• Page excerpt:

+--

It is another object of the present invention to provide such a drive means wherein the load on the contact surfaces between the cams and the cam followers is reduced.

Another object of the present invention is to provide such a drive means which can be utilized in combination with a security device acting directly on the toggle joints.

The above objects are inventively achieved in a drive device for the cutting station in a platen press having a lower movable platen and an upper fixed platen and means for transporting sheets through the platen press wherein the lower movable platen is supported on toggle joints each having two arms connected by an axle and semicylindrical swivels, the axle of each toggle joint being equipped with a cam follower resting on the surface of an associated cam mounted on a shaft. The shaft is driven by a worm gear engaging a worm driven by a drive shaft. The toggle joints are disposed in pairs with each pair of toggle joints being located on a theoretical axis perpendicular to forward movement of the sheets through the press. One pair of toggle joints is disposed between the other pair of toggle joints. The lower movable platen is urged or pulled away from the upper platen by spring-biased pulling means. The cam followers are urged against the surface of respective cams by compression springs attached at one end to a lower crosspiece in the cutting station and at the other end to an arm of one of the toggle joints. The toggle joints are also mounted on the crosspiece by means of cylindrical swivels centered in a bearing mounted on a toggle joint release device. The release device includes a piston rod having a piston head reciprocating in a chamber of a yoke connected to the crosspiece. The drive shaft for the worm has a braking system at one end thereof. The release device for the toggle joints and the braking system for the driveshaft are each controlled by a hydraulic control circuit which causes the braking system and the release device to operate simultaneously should the press unexpectedly stop or otherwise malfunction and which can independently control the braking system for normal stopping.

BRIEF DESCRIPTION OF THE DRAWINGS

FIG. 1 is a side view of a platen press having a cutting station of the type in which the drive means disclosed and claimed herein may be employed.

+--

• Supplied material:
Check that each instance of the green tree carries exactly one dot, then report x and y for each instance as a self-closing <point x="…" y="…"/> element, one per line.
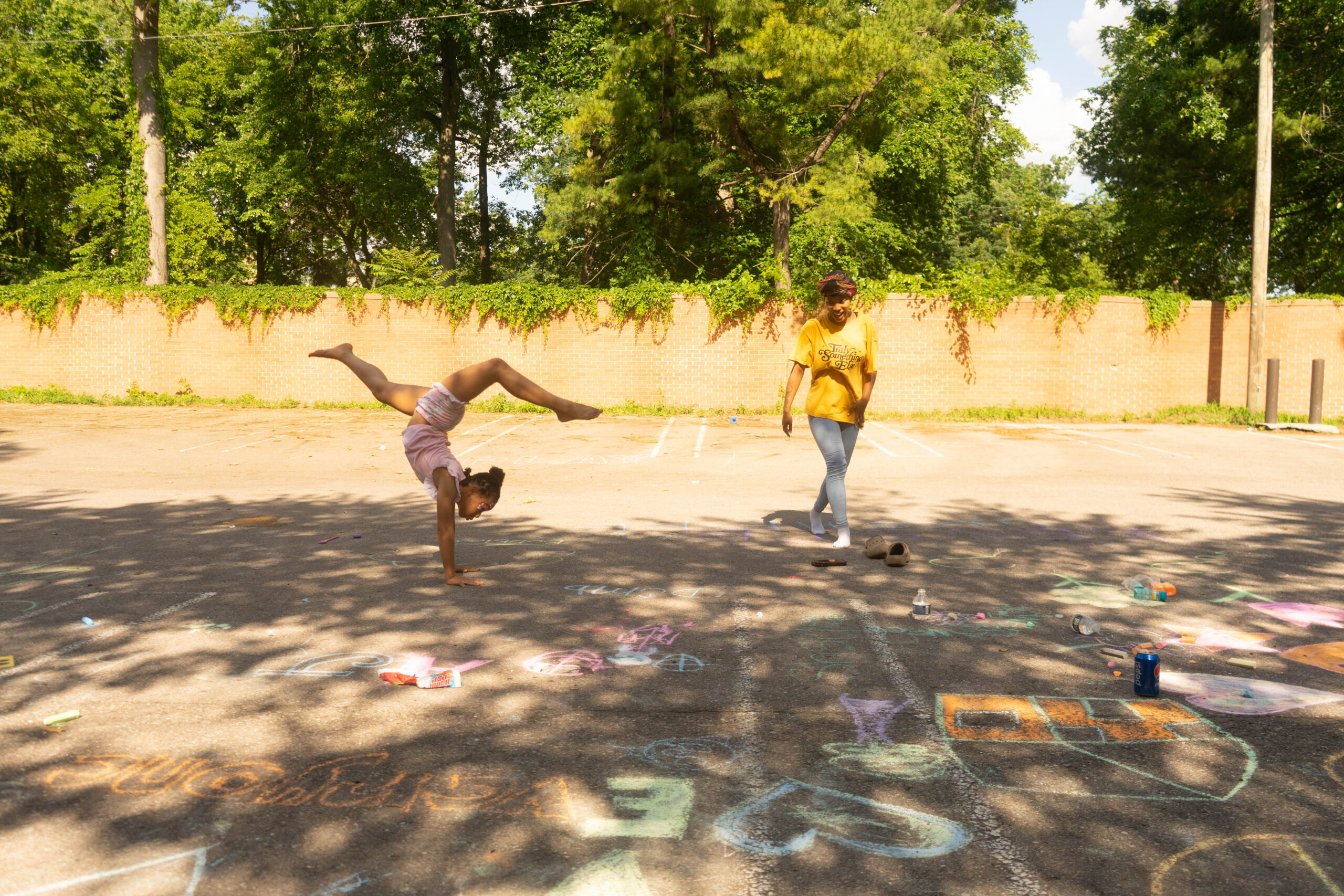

+--

• Required task 1:
Copy the part of the platen press patent excerpt that opens with the words containing "Another object of the present invention is" and closes with "on the toggle joints.".
• Required task 2:
In the platen press patent excerpt, what drives the shaft on which the cams are mounted?
• Required task 3:
Continue the platen press patent excerpt from the point where it ends.

• Task answer 1:
Another object of the present invention is to provide such a drive means which can be utilized in combination with a security device acting directly on the toggle joints.

• Task answer 2:
A worm gear that engages a worm driven by a drive shaft.

• Task answer 3:
FIG. 2 is a plan view of the cutting station of a platen press constructed in accordance with the principles of the present invention.

FIG. 3 is a sectional view taken along line III--III of FIG. 2.

FIG. 4 is a section view taken along line IV--IV of FIG. 2.

FIG. 5 is a sectional view taken along line V--V of FIG. 2.

FIG. 6 is a sectional view taken along line VI--VI of FIG. 2.

FIG. 7 is a schematic diagram of a hydraulic control circuit for operating a security device for controlling various components of the drive system disclosed and claimed herein.

DESCRIPTION OF THE PREFERRED EMBODIMENTS

A platen press is shown in simplified side view in FIG. 1 for the purpose of generally identifying the various stations thereof. The press includes a feed station 1, a cutting station 2, a stripping station 3 and an ejection station 4 at which cut sheets accumulate. The sheets to be processed in the platen press are entered at the feed station 1, transported by grippers 5 through the cutting station 2 and the stripping station 3 until reaching the ejection station 4, at which point the grippers 5 release the sheets which are then piled. The grippers 5 are mounted on gripper bars 124 disposed perpendicularly relative to the transport direction of the sheets through the platen press. The grippers 5 on the gripper bar 124 comprise two jaws 166 and 167 tightened in a plane corresponding to the plane defined by the lower face 168 of the gripper bars 124. Each bar provided with such grippers 5 is mounted on a chain 6 driven by a chain wheel 7 mounted on a shaft 8. The shaft rotating the chain wheel 7 is provided with a security coupling (described in greater detail below). The security coupling activates a hydraulic control circuit for emergency stopping, described in detail in connection with FIG. 7. The control circuit becomes operative, or is cut into the system, as soon as an overload occurs in driving the endless chain 6.

A plan view of the cutting station 2 for the platen press is shown in FIG. 2. For purposes of clarity, the outline of the lower platen 19 (and the upper platen in registry therewith) is represented by dot-dash lines. The cutting station 2 has a driveshaft 9 driven by a drive means M and carrying a worm 10. The driveshaft 9 is supported by bearings 11 and 12. The worm 10 engages a worm gear 13 mounted on a shaft 14 supported by bearings 15, 16, 17 and 18. The shaft 14 also carries cams 20, 21, 22 and 23 having respective cam followers 24, 25, 26 and 27. The cam followers 24, 25, 26 and 27 are respectively mounted on "knuckles" or toggle joints 28, 29, 30 and 31. The lower movable platen 19 is urged away from the upper platen by pulling means 32, 33, 34 and 35. The toggle joints 28, 29, 30 and 31 are arranged in pairs perpendicularly to the transport direction 51 of the sheets through the machine. The toggle joints 29 and 30 are disposed between the toggle joints 28 and 31. The pulling means 32 and 34 are disposed between the toggle joints 28 and 31, and the pulling means 33 and 35 are disposed on each side of the toggle joints 29 and 39. The driveshaft 9 is provided at one end with a braking system 36, described in detail below.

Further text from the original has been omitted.